--- START OF DATA SHOWN ---
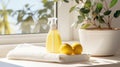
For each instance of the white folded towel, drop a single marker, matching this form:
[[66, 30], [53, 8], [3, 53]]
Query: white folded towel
[[37, 53]]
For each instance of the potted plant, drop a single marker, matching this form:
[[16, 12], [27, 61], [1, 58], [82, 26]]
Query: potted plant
[[95, 18]]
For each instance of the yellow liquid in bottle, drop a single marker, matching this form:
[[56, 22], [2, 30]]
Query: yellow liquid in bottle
[[53, 41]]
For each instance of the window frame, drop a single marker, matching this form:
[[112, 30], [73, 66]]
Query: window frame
[[63, 21]]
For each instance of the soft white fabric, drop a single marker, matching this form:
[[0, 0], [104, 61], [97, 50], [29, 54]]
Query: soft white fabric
[[38, 53]]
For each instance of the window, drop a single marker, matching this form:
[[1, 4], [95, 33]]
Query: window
[[24, 20], [25, 16]]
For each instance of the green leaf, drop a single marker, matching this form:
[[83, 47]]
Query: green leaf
[[72, 8], [87, 4], [113, 3], [85, 10], [107, 12], [44, 1], [77, 1], [84, 26], [100, 19], [99, 7], [80, 19], [117, 14], [102, 0]]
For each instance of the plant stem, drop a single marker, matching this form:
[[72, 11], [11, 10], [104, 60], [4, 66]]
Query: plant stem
[[109, 23]]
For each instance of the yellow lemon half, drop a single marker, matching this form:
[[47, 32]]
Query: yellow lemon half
[[77, 48], [66, 49]]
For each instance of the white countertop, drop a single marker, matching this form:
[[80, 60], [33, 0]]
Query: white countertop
[[113, 61]]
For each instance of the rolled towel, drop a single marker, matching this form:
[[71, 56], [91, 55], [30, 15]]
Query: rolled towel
[[38, 53]]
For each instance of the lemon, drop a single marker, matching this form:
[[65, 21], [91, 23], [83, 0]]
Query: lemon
[[66, 49], [77, 48]]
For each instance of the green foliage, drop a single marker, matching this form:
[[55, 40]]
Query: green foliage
[[84, 26], [107, 12], [85, 10], [113, 3], [99, 7], [72, 8], [87, 4], [67, 1], [117, 14]]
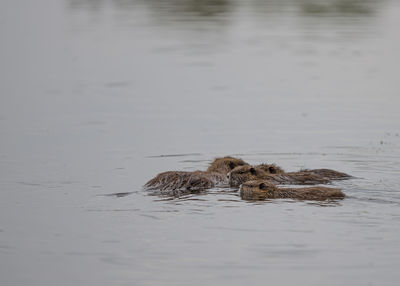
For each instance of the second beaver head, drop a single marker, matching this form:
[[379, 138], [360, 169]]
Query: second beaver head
[[242, 174], [261, 190], [225, 165]]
--- END OF DATA SHOWN ---
Copy every line of the rows above word for word, omitting the pictures.

**EXPECTED ANSWER**
For each instance of the white folded towel, drop a single marker, matching this form:
[[66, 30], [53, 8], [3, 53]]
Query: white folded towel
[[37, 53]]
For each instance of the potted plant, drop a single marker, matching this form:
[[16, 12], [27, 61], [1, 58], [82, 26]]
Query: potted plant
[[95, 18]]
For each instance of the yellow liquid in bottle, drop a single marker, matching this form:
[[56, 22], [2, 30]]
Query: yellow liquid in bottle
[[53, 41]]
For each instance of the window frame, drop a single marker, matching this form:
[[112, 30], [73, 66]]
Query: window frame
[[63, 21]]
For each instance of the soft white fabric, drop a single marker, matching this form:
[[0, 0], [104, 61], [97, 50], [29, 54]]
Query: soft white fabric
[[38, 53]]
For each instance of the window, drop a single marker, matching this form:
[[1, 4], [95, 33]]
Query: window
[[24, 20], [25, 16]]
For each instance of the green leaf, drop a single marker, matching this form:
[[83, 47]]
Query: green leaf
[[72, 8], [87, 4], [113, 3], [85, 10], [107, 12], [44, 1], [77, 1], [84, 26], [100, 19], [99, 7], [80, 19], [117, 14], [102, 0]]
For each instance of the plant stem, drop a single marker, matching this form:
[[72, 11], [11, 10], [104, 60], [4, 66]]
Query: plant stem
[[109, 23]]
For each instance of the yellow lemon half, drop a single marker, matching this form:
[[47, 32]]
Query: yellow lemon half
[[77, 48], [66, 49]]
For each instance of the white countertop, drop a single marker, matching this form:
[[80, 60], [33, 0]]
Query: white countertop
[[113, 61]]
For each instance of the rolled towel, drop a single marker, matching this form:
[[71, 56], [91, 55], [30, 15]]
Query: rolled towel
[[38, 53]]
For each instance of the lemon, drop a single marker, matching this form:
[[65, 21], [91, 23], [83, 0]]
Query: lemon
[[66, 49], [77, 48]]
For each instance of the green foliage, drop a single marker, matching this form:
[[55, 40]]
Query: green foliage
[[84, 26], [107, 12], [85, 10], [113, 3], [99, 7], [72, 8], [87, 4], [67, 1], [117, 14]]
For each instance of the second beaver head, drop a single marker, matching this form:
[[379, 138], [360, 169]]
Query: second beaver head
[[242, 174], [261, 190], [225, 165]]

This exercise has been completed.